> What to produce
Rewrite the listing below, starting at the line that contains "# point at: amber" and ending at its last line, with the request lines kept as they are. Adjust every coordinate in the answers by -26.

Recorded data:
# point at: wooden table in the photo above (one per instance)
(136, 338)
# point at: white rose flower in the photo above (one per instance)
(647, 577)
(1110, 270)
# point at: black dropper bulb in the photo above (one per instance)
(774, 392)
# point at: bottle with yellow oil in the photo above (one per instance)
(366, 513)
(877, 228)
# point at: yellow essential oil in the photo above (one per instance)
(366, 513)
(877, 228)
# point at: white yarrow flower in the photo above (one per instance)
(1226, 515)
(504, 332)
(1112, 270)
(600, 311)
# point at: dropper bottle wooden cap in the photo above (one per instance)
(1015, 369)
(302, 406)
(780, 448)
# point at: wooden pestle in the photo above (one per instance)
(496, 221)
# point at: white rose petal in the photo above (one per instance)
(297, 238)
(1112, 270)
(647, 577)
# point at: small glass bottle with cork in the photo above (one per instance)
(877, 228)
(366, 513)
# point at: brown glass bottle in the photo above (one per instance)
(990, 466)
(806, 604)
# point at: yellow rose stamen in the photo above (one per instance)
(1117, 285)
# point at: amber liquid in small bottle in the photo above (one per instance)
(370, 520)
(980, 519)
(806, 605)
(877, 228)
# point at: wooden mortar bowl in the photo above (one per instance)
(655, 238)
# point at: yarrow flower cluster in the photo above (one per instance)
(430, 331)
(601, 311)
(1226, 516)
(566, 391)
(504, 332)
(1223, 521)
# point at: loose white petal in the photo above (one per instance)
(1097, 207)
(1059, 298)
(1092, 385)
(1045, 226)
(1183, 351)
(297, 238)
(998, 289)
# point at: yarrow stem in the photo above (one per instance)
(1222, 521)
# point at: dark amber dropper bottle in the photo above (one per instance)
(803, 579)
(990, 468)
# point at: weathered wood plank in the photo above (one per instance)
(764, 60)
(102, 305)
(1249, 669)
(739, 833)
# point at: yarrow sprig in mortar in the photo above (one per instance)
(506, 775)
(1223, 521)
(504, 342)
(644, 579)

> Exercise response
# point at: amber liquid in small bottle in the photo above (one per instance)
(344, 494)
(954, 493)
(780, 579)
(851, 202)
# point at: wooden mortar bowl in the photo above (one per instance)
(629, 212)
# point at: yarrow flower cluster in the photo above (one per instance)
(404, 305)
(575, 285)
(1200, 490)
(540, 365)
(478, 306)
(1197, 495)
# point at: loose white petal in the photo above (one per instance)
(1071, 181)
(1033, 272)
(1066, 359)
(1019, 200)
(1157, 325)
(271, 212)
(972, 263)
# point at: yarrow stem in the photo above (one per instance)
(1196, 495)
# point at: dark amber dropper bottle in the photo above (one per instance)
(777, 553)
(964, 442)
# point at: weathered wood plank in the photo above (one per instance)
(738, 34)
(76, 279)
(1223, 643)
(713, 807)
# point at: yarrow sprig in mortar in the photo above (one per instance)
(480, 749)
(1197, 495)
(478, 316)
(618, 553)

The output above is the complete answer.